What this task involves:
Reproduce the records below with every "instance" swapped for "occurrence", leaving everything else unchanged.

## Start

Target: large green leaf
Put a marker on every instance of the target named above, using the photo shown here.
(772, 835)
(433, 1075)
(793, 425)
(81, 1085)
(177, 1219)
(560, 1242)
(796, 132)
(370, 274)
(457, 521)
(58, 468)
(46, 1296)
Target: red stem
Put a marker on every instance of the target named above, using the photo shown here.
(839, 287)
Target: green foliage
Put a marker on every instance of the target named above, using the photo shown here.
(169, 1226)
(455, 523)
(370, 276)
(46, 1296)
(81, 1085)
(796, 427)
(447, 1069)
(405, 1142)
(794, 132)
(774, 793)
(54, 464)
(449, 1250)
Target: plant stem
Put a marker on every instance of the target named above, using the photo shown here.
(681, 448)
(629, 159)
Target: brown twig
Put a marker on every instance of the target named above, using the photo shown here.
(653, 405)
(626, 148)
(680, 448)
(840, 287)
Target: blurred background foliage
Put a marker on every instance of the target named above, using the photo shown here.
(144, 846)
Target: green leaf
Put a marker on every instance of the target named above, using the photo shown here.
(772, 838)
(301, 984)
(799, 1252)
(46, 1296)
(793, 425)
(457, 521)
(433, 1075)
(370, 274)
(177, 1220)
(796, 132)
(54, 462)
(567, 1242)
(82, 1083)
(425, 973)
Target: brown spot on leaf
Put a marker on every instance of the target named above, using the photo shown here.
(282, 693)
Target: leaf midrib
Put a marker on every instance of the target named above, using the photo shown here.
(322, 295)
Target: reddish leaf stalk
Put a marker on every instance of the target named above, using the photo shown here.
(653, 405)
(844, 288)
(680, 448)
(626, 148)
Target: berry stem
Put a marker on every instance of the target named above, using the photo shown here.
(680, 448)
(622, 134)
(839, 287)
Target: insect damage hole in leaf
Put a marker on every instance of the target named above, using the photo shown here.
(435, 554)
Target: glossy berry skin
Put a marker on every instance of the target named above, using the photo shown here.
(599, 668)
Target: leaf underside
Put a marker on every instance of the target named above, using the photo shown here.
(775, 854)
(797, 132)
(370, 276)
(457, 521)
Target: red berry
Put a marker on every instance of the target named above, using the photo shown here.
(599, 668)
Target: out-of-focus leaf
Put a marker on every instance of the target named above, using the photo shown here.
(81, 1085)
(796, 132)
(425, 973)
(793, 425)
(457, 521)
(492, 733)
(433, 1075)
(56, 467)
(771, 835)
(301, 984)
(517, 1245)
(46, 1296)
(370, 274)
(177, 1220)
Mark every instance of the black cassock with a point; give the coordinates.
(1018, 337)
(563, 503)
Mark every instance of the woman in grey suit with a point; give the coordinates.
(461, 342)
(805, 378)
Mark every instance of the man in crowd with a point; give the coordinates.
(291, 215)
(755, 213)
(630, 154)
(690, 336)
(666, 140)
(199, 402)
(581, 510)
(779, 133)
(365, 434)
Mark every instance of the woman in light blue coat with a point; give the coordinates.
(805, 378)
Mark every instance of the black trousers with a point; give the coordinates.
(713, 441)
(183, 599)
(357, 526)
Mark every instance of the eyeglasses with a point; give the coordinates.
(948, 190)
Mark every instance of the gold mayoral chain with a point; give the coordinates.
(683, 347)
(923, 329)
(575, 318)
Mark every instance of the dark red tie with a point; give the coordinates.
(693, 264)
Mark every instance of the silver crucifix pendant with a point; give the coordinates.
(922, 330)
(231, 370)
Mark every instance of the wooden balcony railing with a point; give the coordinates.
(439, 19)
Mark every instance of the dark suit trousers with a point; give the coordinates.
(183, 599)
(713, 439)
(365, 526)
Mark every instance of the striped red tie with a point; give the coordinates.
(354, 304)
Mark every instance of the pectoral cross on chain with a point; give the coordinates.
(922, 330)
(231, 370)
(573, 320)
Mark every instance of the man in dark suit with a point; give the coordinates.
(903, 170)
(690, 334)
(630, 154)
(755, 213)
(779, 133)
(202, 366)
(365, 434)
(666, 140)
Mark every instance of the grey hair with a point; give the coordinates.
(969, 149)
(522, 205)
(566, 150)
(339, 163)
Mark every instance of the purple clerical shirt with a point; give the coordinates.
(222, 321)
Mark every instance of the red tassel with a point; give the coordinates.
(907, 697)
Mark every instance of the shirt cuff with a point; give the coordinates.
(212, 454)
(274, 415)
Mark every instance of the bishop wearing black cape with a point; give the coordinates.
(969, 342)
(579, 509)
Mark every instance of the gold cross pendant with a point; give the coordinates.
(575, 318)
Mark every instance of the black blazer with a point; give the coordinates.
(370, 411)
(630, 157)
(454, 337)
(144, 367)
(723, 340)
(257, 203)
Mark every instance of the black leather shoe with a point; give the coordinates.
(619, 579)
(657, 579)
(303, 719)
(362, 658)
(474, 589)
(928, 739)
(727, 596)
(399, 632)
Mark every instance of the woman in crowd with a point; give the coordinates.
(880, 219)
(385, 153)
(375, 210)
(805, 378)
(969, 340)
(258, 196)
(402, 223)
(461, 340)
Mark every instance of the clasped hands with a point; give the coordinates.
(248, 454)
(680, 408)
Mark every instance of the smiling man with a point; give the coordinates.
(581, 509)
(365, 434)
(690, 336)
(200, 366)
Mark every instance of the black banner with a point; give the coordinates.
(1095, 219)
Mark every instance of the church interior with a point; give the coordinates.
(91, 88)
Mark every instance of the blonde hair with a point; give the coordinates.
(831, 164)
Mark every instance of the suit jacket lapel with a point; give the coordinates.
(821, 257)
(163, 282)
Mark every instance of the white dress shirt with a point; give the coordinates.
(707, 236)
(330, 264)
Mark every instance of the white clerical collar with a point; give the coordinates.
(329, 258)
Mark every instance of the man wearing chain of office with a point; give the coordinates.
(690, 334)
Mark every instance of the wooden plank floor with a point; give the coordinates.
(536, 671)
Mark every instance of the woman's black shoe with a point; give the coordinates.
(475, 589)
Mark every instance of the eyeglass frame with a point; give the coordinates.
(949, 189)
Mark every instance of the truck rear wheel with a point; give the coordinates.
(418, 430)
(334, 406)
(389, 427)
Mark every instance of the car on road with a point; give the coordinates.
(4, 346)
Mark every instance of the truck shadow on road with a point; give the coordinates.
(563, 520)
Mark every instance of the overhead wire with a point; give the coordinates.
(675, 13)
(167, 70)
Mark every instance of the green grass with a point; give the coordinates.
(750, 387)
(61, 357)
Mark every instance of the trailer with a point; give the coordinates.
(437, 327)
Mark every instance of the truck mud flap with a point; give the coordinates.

## End

Solution to the exercise:
Target: large green leaf
Put a marker on every occurrence of the target named above, using the photo shown here.
(772, 835)
(433, 1075)
(793, 425)
(81, 1085)
(177, 1219)
(560, 1242)
(796, 132)
(370, 274)
(457, 521)
(58, 468)
(46, 1296)
Target: red stem
Put a marker on every occurrence of the target named above, using the photo shown here.
(839, 287)
Target: green foliage
Put a marker on every occurrence of the target named above, using the photo shown here.
(169, 1226)
(455, 523)
(370, 276)
(46, 1296)
(81, 1085)
(796, 427)
(447, 1069)
(405, 1142)
(794, 132)
(774, 793)
(54, 464)
(449, 1250)
Target: plant stem
Put a marker on every occurrence of the target named above, using the photo shown here.
(681, 448)
(629, 159)
Target: brown twig
Put a marker on every occurrence of the target named above, using the photo shown here.
(653, 405)
(626, 148)
(680, 448)
(840, 287)
Target: blurred background foliage
Put a marker on every occurrence of the target named above, using the photo shown here.
(144, 846)
Target: green leaf
Put a marker on every occurrence of the target named above, using the photo shown here.
(772, 838)
(301, 984)
(799, 1252)
(46, 1296)
(793, 425)
(457, 521)
(433, 1075)
(370, 274)
(177, 1220)
(796, 132)
(54, 462)
(567, 1242)
(82, 1083)
(425, 973)
Target: brown spot on leaf
Put a marker on every occurrence of the target named above, using the photo shown here.
(282, 693)
Target: leaf midrib
Put a marker on every occurrence of the target named above, using the photo shown here.
(322, 295)
Target: reddish leaf stalk
Put a marker on every occurrence of the target named above, using the photo shown here.
(653, 405)
(844, 288)
(680, 448)
(626, 148)
Target: berry stem
Put a marker on every occurrence of the target named above, using the photo shown here.
(680, 448)
(622, 134)
(839, 287)
Target: insect damage hole in leaf
Put a marker on every occurrence of the target named above, using the photo shown here.
(435, 554)
Target: glossy berry skin
Put a marker on every occurrence of the target named above, using the photo shown here.
(599, 668)
Target: leaf underside
Put a marker on every occurrence of the target named above, using the photo shown here.
(775, 854)
(797, 132)
(370, 276)
(457, 521)
Target: red berry
Put a marker on every occurrence of the target named above, using the photo shown here.
(599, 668)
Target: out-of-focus leaf
Put a marker on every occurrence of the target named above, using the photo shown here.
(81, 1085)
(796, 132)
(425, 973)
(793, 425)
(457, 521)
(492, 733)
(433, 1075)
(56, 467)
(771, 835)
(301, 984)
(517, 1245)
(46, 1296)
(370, 274)
(177, 1220)
Mark every occurrence of the black cassock with a point; give the coordinates.
(1018, 337)
(563, 503)
Mark every occurrence of the woman in grey suit with a point; give the coordinates.
(461, 342)
(805, 378)
Mark every occurrence of the man in crowd with a point; give the coordinates.
(291, 215)
(755, 213)
(630, 154)
(690, 336)
(666, 140)
(199, 402)
(581, 510)
(779, 133)
(365, 434)
Mark every occurrence of the woman in light blue coat with a point; give the coordinates.
(805, 378)
Mark every occurrence of the black trousers with a point; give the coordinates.
(713, 441)
(183, 599)
(357, 526)
Mark every occurrence of the eyeglasses with a point; give the coordinates.
(948, 190)
Mark every occurrence of the gold mayoral chain with a point; give the coordinates.
(683, 347)
(923, 329)
(575, 318)
Mark every occurrence of the dark red tie with a point; give the coordinates.
(693, 264)
Mark every occurrence of the silver crucifix pendant with a point; give the coordinates.
(922, 330)
(231, 370)
Mark every occurrence of the wooden balcony railing with a point; give the coordinates.
(439, 19)
Mark every occurrence of the dark suit trousers with a point; give the coordinates.
(183, 599)
(713, 439)
(365, 526)
Mark every occurrence of the striped red tie with a point; give the coordinates.
(354, 304)
Mark every occurrence of the pectoral cross on chain with a point; give the coordinates.
(922, 330)
(231, 370)
(573, 320)
Mark every occurrence of the man in dark suit with a point; give the coordinates.
(903, 170)
(690, 334)
(630, 154)
(755, 213)
(779, 133)
(202, 366)
(365, 434)
(666, 140)
Mark every occurrence of the grey hair with a point; give the coordinates.
(969, 149)
(522, 205)
(566, 150)
(339, 163)
Mark every occurrence of the purple clerical shirt with a point; give the coordinates.
(222, 321)
Mark every occurrence of the red tassel with a point; give the coordinates.
(907, 697)
Mark every occurrence of the shirt cuff with a point; give the coordinates.
(212, 454)
(274, 415)
Mark every occurrence of the bishop wearing black cape with a point; give the coordinates.
(969, 342)
(579, 509)
Mark every occurrence of the gold cross pendant with a point; give the coordinates.
(575, 318)
Mark every occurrence of the black blazer with a point; give the coordinates.
(370, 411)
(630, 157)
(454, 337)
(144, 367)
(723, 340)
(257, 203)
Mark every occurrence of the black leather shoe with a point; give the coordinates.
(619, 579)
(657, 579)
(303, 719)
(362, 658)
(474, 589)
(928, 739)
(727, 596)
(399, 632)
Mark every occurrence of the woman in crowd with a point; give the coordinates.
(880, 219)
(385, 153)
(375, 210)
(805, 378)
(969, 340)
(258, 196)
(402, 223)
(461, 340)
Mark every occurrence of the clasped hands with a point; give the coordinates.
(248, 454)
(680, 408)
Mark every occurrence of the smiling man with a point; give the coordinates.
(581, 509)
(365, 434)
(690, 336)
(200, 366)
Mark every occurrence of the black banner with a point; give the coordinates.
(1095, 219)
Mark every occurrence of the church interior with a point; give the coordinates.
(91, 88)
Mark every occurrence of the blonde hair with a point; give the coordinates.
(831, 164)
Mark every occurrence of the suit jacket lapel with a point; give the coordinates.
(821, 257)
(163, 282)
Mark every occurrence of the white dress shirt with a point; give the coordinates.
(707, 236)
(330, 264)
Mark every occurrence of the white clerical collar with a point; give the coordinates.
(329, 258)
Mark every occurrence of the man wearing chain of office with a point; give the coordinates.
(690, 334)
Mark every occurrence of the wooden plank floor with a point; give the coordinates.
(536, 671)
Mark every occurrence of the woman's black shoe with a point; give the coordinates.
(475, 589)
Mark every occurrence of the eyeglass frame with a point; give the coordinates.
(949, 189)
Mark every occurrence of the truck rear wheel with a point; give the coordinates.
(418, 430)
(334, 406)
(389, 427)
Mark every occurrence of the car on road with a point; give the coordinates.
(4, 346)
Mark every occurrence of the truck shadow on road with a point; give the coordinates.
(563, 520)
Mark every occurrence of the overhead wire with a point; give the coordinates.
(675, 13)
(167, 70)
Mark every occurrence of the green grass with a point; give the coordinates.
(750, 387)
(61, 357)
Mark every occurrence of the trailer with a point; give the coordinates.
(437, 327)
Mark every occurrence of the truck mud flap with a point; give the coordinates.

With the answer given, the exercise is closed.